**Required action:**
Every line from the line containing "614L805 618L828 615L825" to the end of the data must appear in the answer exactly as it appears there, and nothing else.
- - -
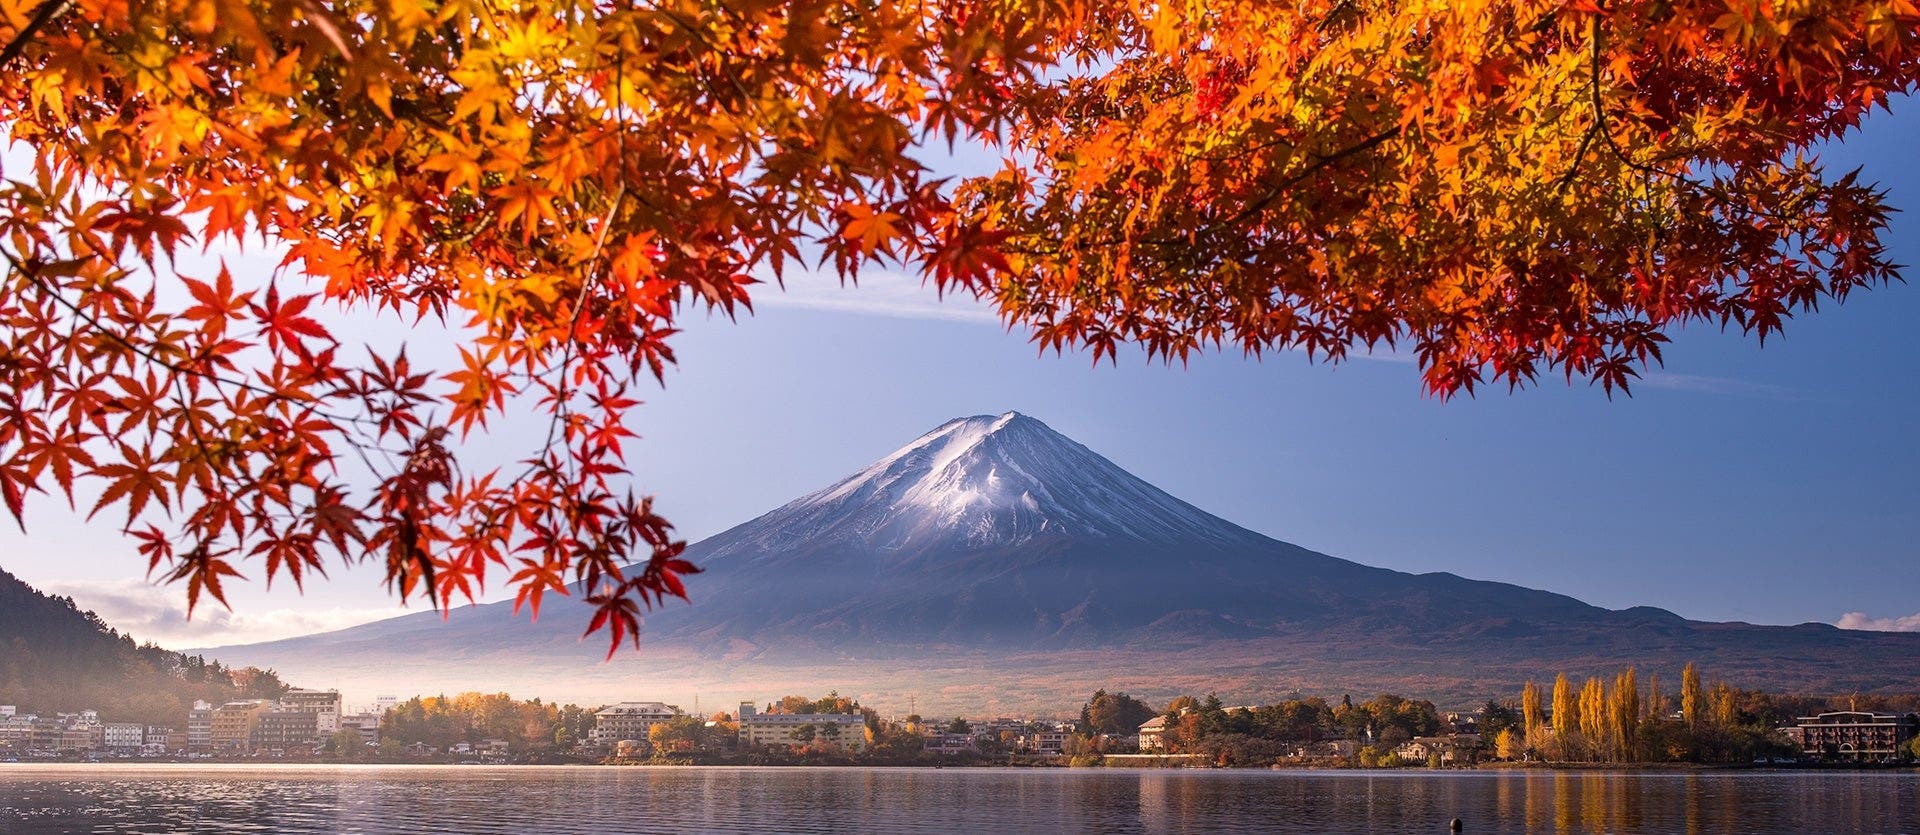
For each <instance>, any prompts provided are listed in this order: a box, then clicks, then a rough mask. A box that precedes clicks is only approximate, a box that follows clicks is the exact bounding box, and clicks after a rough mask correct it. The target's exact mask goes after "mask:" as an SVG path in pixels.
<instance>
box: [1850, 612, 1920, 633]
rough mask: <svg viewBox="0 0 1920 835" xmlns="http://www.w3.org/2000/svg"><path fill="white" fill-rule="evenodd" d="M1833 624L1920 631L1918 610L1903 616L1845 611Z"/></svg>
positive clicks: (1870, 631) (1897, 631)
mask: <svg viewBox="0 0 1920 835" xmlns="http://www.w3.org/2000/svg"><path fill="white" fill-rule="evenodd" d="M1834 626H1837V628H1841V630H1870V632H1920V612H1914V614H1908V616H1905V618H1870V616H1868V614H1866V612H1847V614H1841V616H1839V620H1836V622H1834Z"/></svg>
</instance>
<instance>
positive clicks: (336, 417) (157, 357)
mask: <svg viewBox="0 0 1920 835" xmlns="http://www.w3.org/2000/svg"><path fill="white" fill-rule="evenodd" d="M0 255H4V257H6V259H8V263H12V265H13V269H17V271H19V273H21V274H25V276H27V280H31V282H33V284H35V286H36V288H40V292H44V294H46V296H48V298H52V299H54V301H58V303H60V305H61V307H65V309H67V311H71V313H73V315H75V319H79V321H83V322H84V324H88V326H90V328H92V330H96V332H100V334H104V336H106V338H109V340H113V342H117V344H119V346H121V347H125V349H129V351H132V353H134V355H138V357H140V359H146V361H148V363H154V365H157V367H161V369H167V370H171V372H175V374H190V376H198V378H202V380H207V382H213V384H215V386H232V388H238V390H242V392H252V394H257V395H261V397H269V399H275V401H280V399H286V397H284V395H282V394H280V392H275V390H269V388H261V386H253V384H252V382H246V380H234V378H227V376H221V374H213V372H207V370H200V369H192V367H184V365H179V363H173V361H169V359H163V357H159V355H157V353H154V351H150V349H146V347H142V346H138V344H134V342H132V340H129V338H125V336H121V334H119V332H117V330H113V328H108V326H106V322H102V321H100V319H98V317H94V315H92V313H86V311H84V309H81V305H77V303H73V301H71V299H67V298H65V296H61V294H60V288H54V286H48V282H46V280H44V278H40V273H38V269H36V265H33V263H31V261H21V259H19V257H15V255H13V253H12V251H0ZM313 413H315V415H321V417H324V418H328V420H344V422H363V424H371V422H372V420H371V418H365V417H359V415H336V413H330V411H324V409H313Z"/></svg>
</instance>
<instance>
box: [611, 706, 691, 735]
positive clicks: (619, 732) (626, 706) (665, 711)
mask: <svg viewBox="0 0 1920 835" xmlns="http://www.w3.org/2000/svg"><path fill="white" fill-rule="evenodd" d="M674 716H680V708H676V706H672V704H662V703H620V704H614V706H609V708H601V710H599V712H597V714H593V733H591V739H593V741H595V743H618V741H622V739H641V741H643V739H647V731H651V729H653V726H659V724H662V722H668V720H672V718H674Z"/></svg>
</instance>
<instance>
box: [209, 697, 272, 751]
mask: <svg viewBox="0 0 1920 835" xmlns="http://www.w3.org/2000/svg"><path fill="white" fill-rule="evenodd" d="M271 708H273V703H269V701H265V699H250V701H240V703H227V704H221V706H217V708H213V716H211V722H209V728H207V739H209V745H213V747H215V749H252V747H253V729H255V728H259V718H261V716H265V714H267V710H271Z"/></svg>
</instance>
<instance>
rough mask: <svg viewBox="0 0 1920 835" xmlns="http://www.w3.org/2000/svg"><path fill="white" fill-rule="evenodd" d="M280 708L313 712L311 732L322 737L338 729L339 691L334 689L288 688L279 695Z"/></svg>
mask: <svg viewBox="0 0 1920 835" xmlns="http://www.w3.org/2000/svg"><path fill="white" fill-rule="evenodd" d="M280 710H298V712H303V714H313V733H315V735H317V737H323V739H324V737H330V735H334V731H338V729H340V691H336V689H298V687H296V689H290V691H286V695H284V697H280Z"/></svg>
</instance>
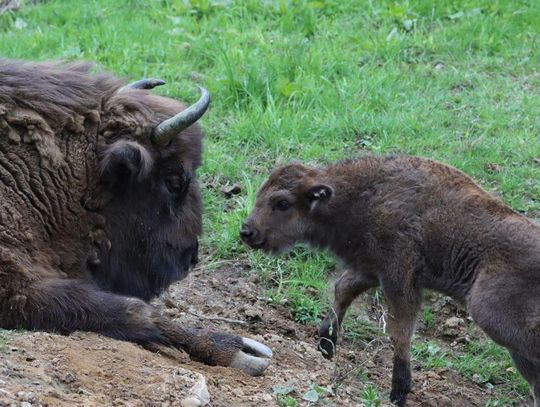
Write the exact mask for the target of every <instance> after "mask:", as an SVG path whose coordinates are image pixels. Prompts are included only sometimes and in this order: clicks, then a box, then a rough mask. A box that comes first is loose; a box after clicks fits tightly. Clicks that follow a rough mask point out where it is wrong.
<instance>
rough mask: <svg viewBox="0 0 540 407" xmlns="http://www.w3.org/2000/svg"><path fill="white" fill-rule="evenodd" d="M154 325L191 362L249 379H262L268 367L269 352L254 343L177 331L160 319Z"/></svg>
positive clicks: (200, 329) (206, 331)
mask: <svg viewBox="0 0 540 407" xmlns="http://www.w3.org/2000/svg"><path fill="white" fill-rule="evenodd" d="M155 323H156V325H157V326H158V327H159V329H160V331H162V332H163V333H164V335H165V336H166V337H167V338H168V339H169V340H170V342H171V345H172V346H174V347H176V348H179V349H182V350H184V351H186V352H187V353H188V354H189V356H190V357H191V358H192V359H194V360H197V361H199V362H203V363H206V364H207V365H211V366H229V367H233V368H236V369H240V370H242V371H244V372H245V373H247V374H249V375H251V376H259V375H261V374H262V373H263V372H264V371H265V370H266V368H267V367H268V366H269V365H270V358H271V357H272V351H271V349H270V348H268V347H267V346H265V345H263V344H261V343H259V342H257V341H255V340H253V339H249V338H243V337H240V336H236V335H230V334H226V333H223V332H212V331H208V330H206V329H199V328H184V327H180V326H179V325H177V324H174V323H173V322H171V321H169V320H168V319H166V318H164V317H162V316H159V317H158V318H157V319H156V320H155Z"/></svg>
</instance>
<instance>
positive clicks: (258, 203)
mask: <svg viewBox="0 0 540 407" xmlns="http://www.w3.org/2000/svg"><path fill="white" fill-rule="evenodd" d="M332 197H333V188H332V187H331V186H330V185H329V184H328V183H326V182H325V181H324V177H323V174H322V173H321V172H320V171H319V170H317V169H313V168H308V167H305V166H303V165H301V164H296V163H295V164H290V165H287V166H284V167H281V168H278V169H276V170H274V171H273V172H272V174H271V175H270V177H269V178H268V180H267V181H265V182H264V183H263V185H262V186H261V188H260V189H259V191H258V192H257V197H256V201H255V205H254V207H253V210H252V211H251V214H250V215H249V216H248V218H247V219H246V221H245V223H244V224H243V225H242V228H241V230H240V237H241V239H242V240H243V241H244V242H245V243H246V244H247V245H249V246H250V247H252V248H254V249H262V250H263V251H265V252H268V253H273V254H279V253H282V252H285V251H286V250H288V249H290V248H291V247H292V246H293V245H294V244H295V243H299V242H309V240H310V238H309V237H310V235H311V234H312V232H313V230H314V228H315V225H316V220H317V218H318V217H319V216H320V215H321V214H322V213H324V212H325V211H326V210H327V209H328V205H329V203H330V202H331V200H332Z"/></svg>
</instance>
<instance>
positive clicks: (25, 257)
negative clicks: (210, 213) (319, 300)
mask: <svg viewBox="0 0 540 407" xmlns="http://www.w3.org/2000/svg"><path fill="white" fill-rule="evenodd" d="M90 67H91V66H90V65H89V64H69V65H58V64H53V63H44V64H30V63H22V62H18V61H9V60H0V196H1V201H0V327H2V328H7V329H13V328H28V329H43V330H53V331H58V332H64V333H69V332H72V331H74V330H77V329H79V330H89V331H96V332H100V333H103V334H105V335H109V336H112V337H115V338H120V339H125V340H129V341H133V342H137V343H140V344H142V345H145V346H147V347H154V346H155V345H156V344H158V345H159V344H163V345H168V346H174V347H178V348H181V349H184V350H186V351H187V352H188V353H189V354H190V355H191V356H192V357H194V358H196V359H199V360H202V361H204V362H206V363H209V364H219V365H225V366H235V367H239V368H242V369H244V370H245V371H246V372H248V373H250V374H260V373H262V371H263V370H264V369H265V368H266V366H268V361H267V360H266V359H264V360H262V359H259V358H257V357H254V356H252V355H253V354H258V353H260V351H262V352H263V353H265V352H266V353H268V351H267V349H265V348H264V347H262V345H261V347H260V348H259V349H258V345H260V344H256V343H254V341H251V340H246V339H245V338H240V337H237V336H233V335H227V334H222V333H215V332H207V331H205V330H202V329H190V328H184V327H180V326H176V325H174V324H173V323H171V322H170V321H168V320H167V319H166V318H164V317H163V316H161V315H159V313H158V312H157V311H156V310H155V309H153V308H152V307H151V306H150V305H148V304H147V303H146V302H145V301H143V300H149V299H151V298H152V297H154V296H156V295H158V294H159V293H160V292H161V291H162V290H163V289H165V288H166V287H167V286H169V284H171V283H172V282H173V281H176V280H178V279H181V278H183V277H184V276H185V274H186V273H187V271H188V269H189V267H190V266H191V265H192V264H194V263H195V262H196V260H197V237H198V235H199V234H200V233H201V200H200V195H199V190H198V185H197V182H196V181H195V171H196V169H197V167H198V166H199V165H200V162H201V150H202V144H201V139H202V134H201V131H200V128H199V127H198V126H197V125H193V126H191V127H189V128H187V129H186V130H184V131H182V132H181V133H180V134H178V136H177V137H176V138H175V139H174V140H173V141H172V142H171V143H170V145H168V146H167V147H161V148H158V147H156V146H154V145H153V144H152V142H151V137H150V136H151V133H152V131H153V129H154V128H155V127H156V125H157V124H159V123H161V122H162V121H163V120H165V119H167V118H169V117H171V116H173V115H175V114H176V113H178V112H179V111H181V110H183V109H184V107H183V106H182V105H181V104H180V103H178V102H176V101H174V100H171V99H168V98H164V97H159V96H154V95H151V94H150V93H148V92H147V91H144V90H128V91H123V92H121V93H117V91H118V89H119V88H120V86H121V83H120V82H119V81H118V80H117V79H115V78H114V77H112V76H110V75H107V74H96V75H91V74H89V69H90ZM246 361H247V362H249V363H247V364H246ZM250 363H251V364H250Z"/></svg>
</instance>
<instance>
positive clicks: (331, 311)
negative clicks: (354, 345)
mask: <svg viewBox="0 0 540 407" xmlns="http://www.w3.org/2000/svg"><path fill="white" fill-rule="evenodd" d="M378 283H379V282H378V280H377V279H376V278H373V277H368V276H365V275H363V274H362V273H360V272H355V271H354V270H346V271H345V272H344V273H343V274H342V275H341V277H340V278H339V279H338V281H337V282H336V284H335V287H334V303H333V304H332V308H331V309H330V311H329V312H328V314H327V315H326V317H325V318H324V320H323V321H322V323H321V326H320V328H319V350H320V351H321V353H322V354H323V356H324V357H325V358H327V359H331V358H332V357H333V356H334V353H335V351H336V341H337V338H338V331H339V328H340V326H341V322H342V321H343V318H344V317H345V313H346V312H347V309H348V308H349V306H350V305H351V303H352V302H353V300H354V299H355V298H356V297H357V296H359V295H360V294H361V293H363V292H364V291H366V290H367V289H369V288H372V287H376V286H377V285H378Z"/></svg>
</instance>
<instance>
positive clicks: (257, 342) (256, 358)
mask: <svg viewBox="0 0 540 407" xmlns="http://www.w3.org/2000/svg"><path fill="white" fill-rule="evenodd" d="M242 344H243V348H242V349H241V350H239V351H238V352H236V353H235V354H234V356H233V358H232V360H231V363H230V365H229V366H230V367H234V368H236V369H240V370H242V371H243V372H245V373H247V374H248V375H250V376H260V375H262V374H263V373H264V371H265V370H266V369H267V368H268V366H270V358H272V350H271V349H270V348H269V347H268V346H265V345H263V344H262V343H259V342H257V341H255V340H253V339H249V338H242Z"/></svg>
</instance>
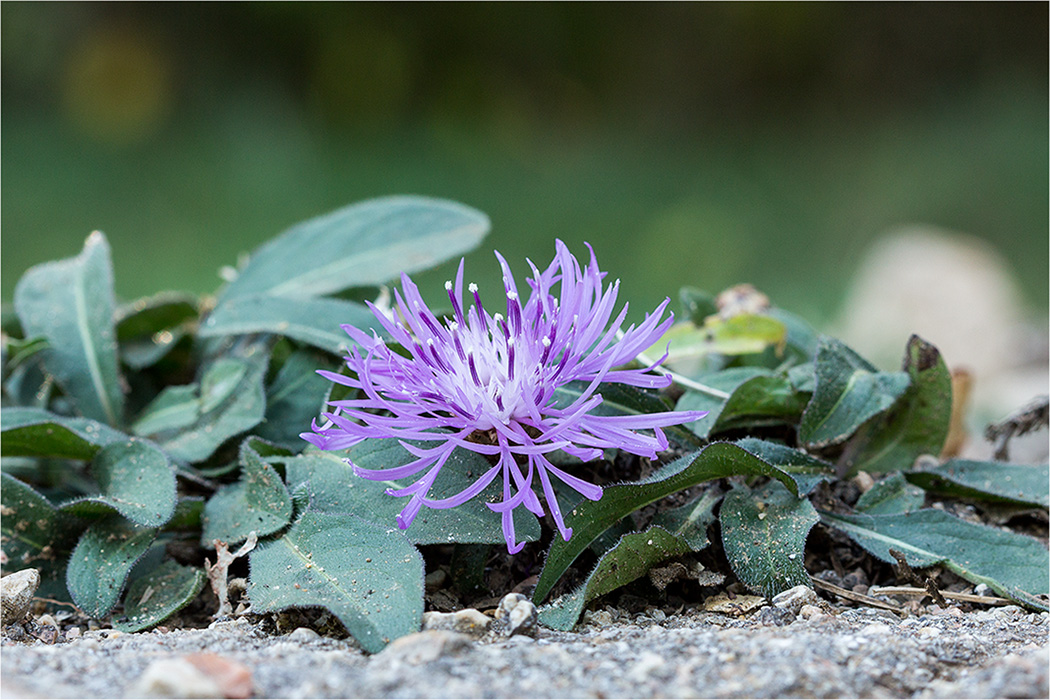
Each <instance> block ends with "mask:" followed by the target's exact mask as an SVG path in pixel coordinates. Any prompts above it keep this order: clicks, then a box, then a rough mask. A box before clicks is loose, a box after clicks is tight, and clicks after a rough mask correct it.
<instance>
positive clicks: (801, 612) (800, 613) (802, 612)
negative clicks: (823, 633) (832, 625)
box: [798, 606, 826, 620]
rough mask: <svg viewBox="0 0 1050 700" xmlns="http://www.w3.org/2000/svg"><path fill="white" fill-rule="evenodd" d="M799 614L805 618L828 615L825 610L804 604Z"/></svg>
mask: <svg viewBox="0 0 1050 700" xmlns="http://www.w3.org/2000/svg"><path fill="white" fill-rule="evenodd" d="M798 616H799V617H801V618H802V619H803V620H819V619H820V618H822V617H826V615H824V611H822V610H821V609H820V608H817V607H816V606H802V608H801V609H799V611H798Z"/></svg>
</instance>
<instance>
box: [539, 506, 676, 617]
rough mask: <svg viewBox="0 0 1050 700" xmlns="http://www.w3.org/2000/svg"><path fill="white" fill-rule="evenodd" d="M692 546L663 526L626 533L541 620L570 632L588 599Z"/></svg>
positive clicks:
- - -
**Response box:**
rough mask: <svg viewBox="0 0 1050 700" xmlns="http://www.w3.org/2000/svg"><path fill="white" fill-rule="evenodd" d="M799 614L805 618L828 615L825 610L804 604Z"/></svg>
mask: <svg viewBox="0 0 1050 700" xmlns="http://www.w3.org/2000/svg"><path fill="white" fill-rule="evenodd" d="M798 616H799V617H801V618H802V619H803V620H819V619H820V618H822V617H826V615H824V611H822V610H821V609H820V608H817V607H816V606H802V608H801V609H799V611H798Z"/></svg>
</instance>
<instance>
box: [539, 506, 676, 617]
rough mask: <svg viewBox="0 0 1050 700" xmlns="http://www.w3.org/2000/svg"><path fill="white" fill-rule="evenodd" d="M692 546L663 526L626 533L541 620L570 632L588 599Z"/></svg>
positive clicks:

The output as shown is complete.